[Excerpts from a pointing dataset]
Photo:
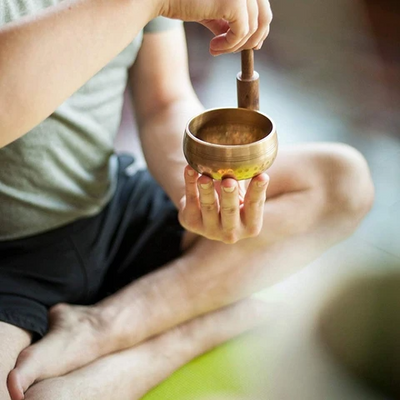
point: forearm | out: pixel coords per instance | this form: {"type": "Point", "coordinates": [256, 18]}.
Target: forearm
{"type": "Point", "coordinates": [161, 137]}
{"type": "Point", "coordinates": [45, 58]}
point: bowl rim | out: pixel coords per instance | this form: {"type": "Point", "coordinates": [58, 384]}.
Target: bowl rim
{"type": "Point", "coordinates": [229, 146]}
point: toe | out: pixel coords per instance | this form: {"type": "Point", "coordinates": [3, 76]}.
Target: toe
{"type": "Point", "coordinates": [14, 386]}
{"type": "Point", "coordinates": [27, 369]}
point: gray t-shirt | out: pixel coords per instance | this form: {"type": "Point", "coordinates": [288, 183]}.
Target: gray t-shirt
{"type": "Point", "coordinates": [65, 168]}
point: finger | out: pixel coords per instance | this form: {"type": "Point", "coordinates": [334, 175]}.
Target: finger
{"type": "Point", "coordinates": [256, 40]}
{"type": "Point", "coordinates": [254, 204]}
{"type": "Point", "coordinates": [216, 26]}
{"type": "Point", "coordinates": [230, 211]}
{"type": "Point", "coordinates": [254, 30]}
{"type": "Point", "coordinates": [236, 34]}
{"type": "Point", "coordinates": [208, 205]}
{"type": "Point", "coordinates": [190, 215]}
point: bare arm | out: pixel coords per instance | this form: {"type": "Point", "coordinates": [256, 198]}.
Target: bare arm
{"type": "Point", "coordinates": [46, 57]}
{"type": "Point", "coordinates": [164, 101]}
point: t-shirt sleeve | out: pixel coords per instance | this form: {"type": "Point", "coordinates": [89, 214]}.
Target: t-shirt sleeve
{"type": "Point", "coordinates": [160, 24]}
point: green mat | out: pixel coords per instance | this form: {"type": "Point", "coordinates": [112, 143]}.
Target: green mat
{"type": "Point", "coordinates": [233, 368]}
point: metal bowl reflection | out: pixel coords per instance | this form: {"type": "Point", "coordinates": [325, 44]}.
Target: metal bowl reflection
{"type": "Point", "coordinates": [230, 142]}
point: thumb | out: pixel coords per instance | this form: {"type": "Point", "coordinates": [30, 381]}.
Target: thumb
{"type": "Point", "coordinates": [216, 26]}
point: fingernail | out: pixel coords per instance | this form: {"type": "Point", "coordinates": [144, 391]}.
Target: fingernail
{"type": "Point", "coordinates": [205, 185]}
{"type": "Point", "coordinates": [229, 189]}
{"type": "Point", "coordinates": [262, 183]}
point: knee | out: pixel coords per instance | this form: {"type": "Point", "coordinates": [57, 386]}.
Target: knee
{"type": "Point", "coordinates": [349, 191]}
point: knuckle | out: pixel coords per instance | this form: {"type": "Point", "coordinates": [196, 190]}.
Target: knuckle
{"type": "Point", "coordinates": [255, 203]}
{"type": "Point", "coordinates": [253, 28]}
{"type": "Point", "coordinates": [191, 197]}
{"type": "Point", "coordinates": [229, 210]}
{"type": "Point", "coordinates": [253, 230]}
{"type": "Point", "coordinates": [205, 206]}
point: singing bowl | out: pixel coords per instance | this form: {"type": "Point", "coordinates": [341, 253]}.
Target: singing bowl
{"type": "Point", "coordinates": [230, 142]}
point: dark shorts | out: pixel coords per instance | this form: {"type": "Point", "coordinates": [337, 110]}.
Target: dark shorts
{"type": "Point", "coordinates": [81, 263]}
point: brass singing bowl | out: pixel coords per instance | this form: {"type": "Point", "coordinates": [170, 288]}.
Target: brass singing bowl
{"type": "Point", "coordinates": [230, 142]}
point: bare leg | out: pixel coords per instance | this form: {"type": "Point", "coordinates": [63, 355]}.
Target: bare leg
{"type": "Point", "coordinates": [317, 196]}
{"type": "Point", "coordinates": [12, 341]}
{"type": "Point", "coordinates": [132, 373]}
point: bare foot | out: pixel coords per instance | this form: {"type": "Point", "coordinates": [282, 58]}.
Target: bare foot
{"type": "Point", "coordinates": [134, 372]}
{"type": "Point", "coordinates": [77, 336]}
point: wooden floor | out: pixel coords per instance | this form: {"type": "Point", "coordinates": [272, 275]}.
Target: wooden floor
{"type": "Point", "coordinates": [330, 71]}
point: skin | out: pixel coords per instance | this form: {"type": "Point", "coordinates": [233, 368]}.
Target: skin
{"type": "Point", "coordinates": [257, 242]}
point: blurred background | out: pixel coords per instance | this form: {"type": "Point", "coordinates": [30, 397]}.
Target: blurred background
{"type": "Point", "coordinates": [330, 71]}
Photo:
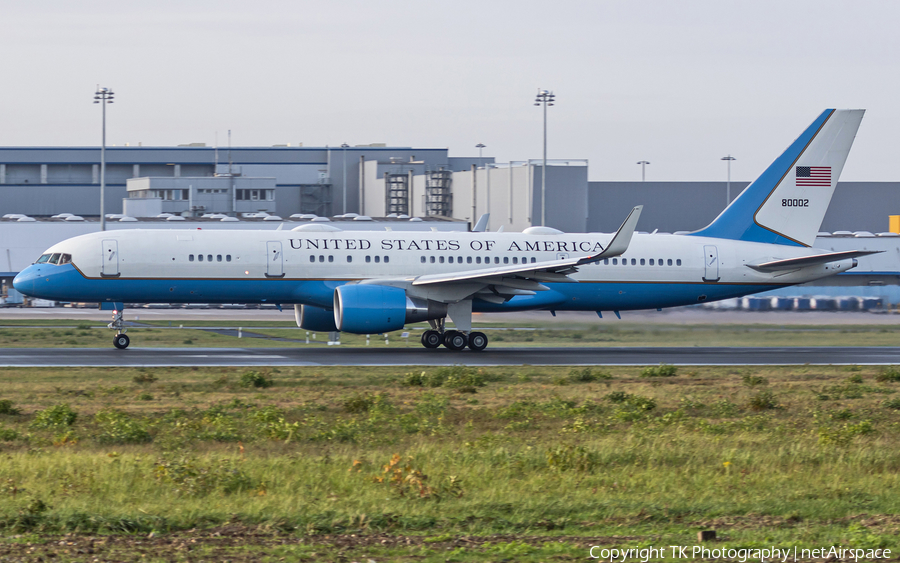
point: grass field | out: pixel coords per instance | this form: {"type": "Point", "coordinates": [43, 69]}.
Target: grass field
{"type": "Point", "coordinates": [516, 464]}
{"type": "Point", "coordinates": [65, 334]}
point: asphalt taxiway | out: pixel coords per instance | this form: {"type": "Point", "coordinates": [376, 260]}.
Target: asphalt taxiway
{"type": "Point", "coordinates": [347, 356]}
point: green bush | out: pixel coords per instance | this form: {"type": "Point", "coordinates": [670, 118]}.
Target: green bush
{"type": "Point", "coordinates": [754, 380]}
{"type": "Point", "coordinates": [586, 375]}
{"type": "Point", "coordinates": [116, 427]}
{"type": "Point", "coordinates": [57, 416]}
{"type": "Point", "coordinates": [6, 407]}
{"type": "Point", "coordinates": [892, 404]}
{"type": "Point", "coordinates": [763, 400]}
{"type": "Point", "coordinates": [254, 379]}
{"type": "Point", "coordinates": [889, 374]}
{"type": "Point", "coordinates": [664, 370]}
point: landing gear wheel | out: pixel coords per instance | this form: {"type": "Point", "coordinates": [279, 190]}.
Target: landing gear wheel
{"type": "Point", "coordinates": [121, 341]}
{"type": "Point", "coordinates": [431, 339]}
{"type": "Point", "coordinates": [477, 341]}
{"type": "Point", "coordinates": [455, 340]}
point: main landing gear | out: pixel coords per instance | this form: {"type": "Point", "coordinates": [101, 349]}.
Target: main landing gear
{"type": "Point", "coordinates": [121, 340]}
{"type": "Point", "coordinates": [453, 339]}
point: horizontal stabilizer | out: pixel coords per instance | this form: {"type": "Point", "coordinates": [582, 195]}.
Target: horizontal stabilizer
{"type": "Point", "coordinates": [803, 261]}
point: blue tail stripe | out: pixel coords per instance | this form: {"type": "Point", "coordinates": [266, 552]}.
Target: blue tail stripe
{"type": "Point", "coordinates": [737, 221]}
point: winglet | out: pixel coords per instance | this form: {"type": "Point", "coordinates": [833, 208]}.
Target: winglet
{"type": "Point", "coordinates": [619, 244]}
{"type": "Point", "coordinates": [481, 225]}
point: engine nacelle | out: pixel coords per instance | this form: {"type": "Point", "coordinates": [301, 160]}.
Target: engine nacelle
{"type": "Point", "coordinates": [314, 318]}
{"type": "Point", "coordinates": [373, 309]}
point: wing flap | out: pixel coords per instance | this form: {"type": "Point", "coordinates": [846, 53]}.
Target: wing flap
{"type": "Point", "coordinates": [803, 261]}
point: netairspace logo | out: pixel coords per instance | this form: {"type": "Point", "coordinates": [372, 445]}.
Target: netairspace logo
{"type": "Point", "coordinates": [741, 555]}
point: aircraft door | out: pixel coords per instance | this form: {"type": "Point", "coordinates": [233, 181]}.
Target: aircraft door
{"type": "Point", "coordinates": [711, 263]}
{"type": "Point", "coordinates": [110, 258]}
{"type": "Point", "coordinates": [274, 260]}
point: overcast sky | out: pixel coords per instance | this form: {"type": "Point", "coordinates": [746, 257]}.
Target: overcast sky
{"type": "Point", "coordinates": [680, 84]}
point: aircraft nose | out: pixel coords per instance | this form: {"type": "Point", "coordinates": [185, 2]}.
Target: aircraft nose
{"type": "Point", "coordinates": [24, 281]}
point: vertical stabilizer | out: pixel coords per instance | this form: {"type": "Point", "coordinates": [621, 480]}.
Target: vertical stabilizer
{"type": "Point", "coordinates": [787, 203]}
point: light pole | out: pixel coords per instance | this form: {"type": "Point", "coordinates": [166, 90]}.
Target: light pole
{"type": "Point", "coordinates": [728, 159]}
{"type": "Point", "coordinates": [643, 164]}
{"type": "Point", "coordinates": [103, 96]}
{"type": "Point", "coordinates": [544, 98]}
{"type": "Point", "coordinates": [344, 175]}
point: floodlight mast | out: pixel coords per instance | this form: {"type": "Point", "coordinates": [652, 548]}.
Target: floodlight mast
{"type": "Point", "coordinates": [103, 96]}
{"type": "Point", "coordinates": [544, 98]}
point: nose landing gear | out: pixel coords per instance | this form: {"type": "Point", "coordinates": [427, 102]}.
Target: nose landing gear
{"type": "Point", "coordinates": [121, 340]}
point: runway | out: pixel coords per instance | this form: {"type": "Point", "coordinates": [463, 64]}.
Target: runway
{"type": "Point", "coordinates": [345, 356]}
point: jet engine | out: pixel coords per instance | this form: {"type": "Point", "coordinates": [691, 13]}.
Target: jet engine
{"type": "Point", "coordinates": [373, 309]}
{"type": "Point", "coordinates": [314, 318]}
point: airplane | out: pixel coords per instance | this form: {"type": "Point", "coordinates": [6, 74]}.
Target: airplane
{"type": "Point", "coordinates": [376, 282]}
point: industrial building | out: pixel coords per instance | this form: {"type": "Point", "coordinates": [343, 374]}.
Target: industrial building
{"type": "Point", "coordinates": [247, 186]}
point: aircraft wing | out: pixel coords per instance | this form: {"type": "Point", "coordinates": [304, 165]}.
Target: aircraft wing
{"type": "Point", "coordinates": [793, 263]}
{"type": "Point", "coordinates": [549, 270]}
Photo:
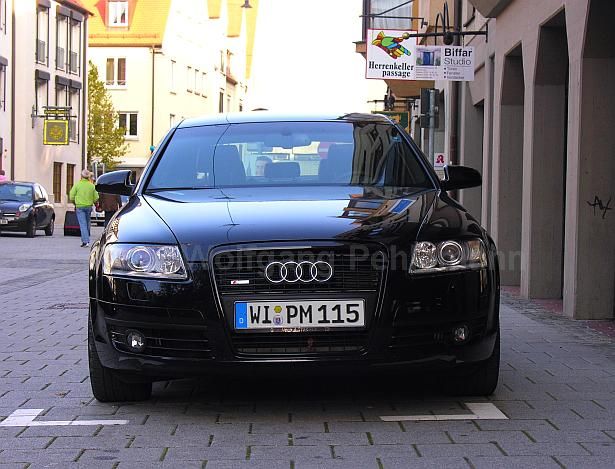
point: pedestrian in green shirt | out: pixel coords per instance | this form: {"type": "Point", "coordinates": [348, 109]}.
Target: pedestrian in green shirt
{"type": "Point", "coordinates": [83, 194]}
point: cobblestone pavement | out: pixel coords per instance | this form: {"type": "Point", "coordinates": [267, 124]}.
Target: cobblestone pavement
{"type": "Point", "coordinates": [557, 389]}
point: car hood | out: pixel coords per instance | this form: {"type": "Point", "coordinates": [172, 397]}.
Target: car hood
{"type": "Point", "coordinates": [211, 217]}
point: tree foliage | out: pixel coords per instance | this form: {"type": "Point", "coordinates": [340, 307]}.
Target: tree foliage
{"type": "Point", "coordinates": [105, 139]}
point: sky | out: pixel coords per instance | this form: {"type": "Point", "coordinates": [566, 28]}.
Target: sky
{"type": "Point", "coordinates": [305, 60]}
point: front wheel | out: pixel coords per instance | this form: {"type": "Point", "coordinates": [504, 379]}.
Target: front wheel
{"type": "Point", "coordinates": [482, 381]}
{"type": "Point", "coordinates": [31, 228]}
{"type": "Point", "coordinates": [106, 386]}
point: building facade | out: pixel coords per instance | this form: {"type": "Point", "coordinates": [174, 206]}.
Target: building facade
{"type": "Point", "coordinates": [538, 121]}
{"type": "Point", "coordinates": [166, 60]}
{"type": "Point", "coordinates": [43, 50]}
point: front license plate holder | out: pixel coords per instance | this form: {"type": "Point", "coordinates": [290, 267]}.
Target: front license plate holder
{"type": "Point", "coordinates": [299, 315]}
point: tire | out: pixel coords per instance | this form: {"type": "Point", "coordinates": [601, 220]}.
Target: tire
{"type": "Point", "coordinates": [106, 386]}
{"type": "Point", "coordinates": [31, 229]}
{"type": "Point", "coordinates": [49, 229]}
{"type": "Point", "coordinates": [482, 381]}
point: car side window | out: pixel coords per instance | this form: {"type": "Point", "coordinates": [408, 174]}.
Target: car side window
{"type": "Point", "coordinates": [38, 194]}
{"type": "Point", "coordinates": [45, 195]}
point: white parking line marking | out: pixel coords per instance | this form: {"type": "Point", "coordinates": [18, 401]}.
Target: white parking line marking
{"type": "Point", "coordinates": [480, 411]}
{"type": "Point", "coordinates": [25, 418]}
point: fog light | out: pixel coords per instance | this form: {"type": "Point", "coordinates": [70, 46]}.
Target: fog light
{"type": "Point", "coordinates": [135, 341]}
{"type": "Point", "coordinates": [461, 334]}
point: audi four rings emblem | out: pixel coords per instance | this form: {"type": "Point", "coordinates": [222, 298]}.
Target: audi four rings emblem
{"type": "Point", "coordinates": [304, 271]}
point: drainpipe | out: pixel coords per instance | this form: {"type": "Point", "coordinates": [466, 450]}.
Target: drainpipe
{"type": "Point", "coordinates": [456, 95]}
{"type": "Point", "coordinates": [13, 55]}
{"type": "Point", "coordinates": [84, 100]}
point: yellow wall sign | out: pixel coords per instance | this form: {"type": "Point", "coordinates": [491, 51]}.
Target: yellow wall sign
{"type": "Point", "coordinates": [55, 132]}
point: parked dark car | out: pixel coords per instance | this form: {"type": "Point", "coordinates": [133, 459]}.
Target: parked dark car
{"type": "Point", "coordinates": [343, 252]}
{"type": "Point", "coordinates": [25, 206]}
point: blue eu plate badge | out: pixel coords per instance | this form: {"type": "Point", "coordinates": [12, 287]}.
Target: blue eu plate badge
{"type": "Point", "coordinates": [241, 315]}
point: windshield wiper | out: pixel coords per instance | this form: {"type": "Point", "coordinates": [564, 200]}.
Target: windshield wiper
{"type": "Point", "coordinates": [163, 189]}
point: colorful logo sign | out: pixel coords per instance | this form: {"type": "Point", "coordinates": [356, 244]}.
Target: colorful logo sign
{"type": "Point", "coordinates": [392, 45]}
{"type": "Point", "coordinates": [55, 132]}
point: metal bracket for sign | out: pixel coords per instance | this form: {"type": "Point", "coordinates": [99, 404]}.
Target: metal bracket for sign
{"type": "Point", "coordinates": [448, 34]}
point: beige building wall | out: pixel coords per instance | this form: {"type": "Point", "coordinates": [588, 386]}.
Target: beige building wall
{"type": "Point", "coordinates": [29, 159]}
{"type": "Point", "coordinates": [544, 83]}
{"type": "Point", "coordinates": [196, 66]}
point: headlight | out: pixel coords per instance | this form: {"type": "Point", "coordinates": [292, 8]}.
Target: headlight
{"type": "Point", "coordinates": [143, 261]}
{"type": "Point", "coordinates": [446, 256]}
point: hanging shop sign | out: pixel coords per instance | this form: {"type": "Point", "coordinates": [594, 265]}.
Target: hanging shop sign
{"type": "Point", "coordinates": [439, 160]}
{"type": "Point", "coordinates": [55, 126]}
{"type": "Point", "coordinates": [394, 55]}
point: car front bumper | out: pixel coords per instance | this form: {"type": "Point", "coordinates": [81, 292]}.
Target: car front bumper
{"type": "Point", "coordinates": [189, 333]}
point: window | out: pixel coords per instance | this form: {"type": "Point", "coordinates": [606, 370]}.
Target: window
{"type": "Point", "coordinates": [116, 72]}
{"type": "Point", "coordinates": [61, 95]}
{"type": "Point", "coordinates": [118, 13]}
{"type": "Point", "coordinates": [128, 121]}
{"type": "Point", "coordinates": [42, 35]}
{"type": "Point", "coordinates": [57, 182]}
{"type": "Point", "coordinates": [70, 178]}
{"type": "Point", "coordinates": [42, 94]}
{"type": "Point", "coordinates": [75, 47]}
{"type": "Point", "coordinates": [172, 77]}
{"type": "Point", "coordinates": [74, 99]}
{"type": "Point", "coordinates": [61, 42]}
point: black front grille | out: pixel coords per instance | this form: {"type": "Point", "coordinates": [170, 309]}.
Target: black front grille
{"type": "Point", "coordinates": [354, 269]}
{"type": "Point", "coordinates": [176, 343]}
{"type": "Point", "coordinates": [330, 343]}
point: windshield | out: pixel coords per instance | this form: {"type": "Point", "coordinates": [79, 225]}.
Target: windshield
{"type": "Point", "coordinates": [16, 192]}
{"type": "Point", "coordinates": [288, 154]}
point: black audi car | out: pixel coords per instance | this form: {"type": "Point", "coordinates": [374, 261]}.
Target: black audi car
{"type": "Point", "coordinates": [258, 241]}
{"type": "Point", "coordinates": [25, 206]}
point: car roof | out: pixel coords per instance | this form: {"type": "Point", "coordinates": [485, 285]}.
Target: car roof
{"type": "Point", "coordinates": [268, 116]}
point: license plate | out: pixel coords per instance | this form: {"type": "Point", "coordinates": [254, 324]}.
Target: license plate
{"type": "Point", "coordinates": [299, 314]}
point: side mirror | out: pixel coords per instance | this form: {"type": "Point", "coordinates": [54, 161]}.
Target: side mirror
{"type": "Point", "coordinates": [115, 182]}
{"type": "Point", "coordinates": [460, 177]}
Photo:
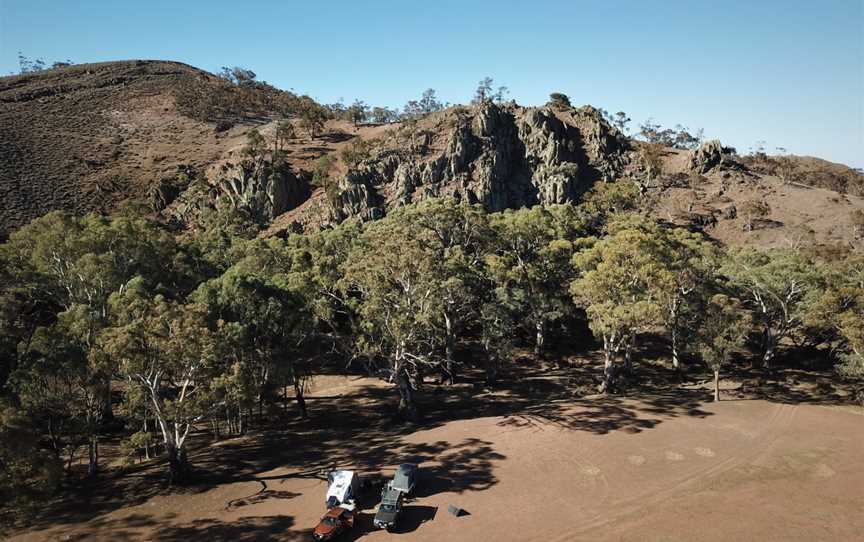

# WHAT NEEDS TO BE DONE
List every line of the rows above that contains the word "bumper".

# ANSWER TO THIS PROBLEM
point: car front bumper | out: pixel coords per instance | this form: {"type": "Point", "coordinates": [81, 292]}.
Target: car front bumper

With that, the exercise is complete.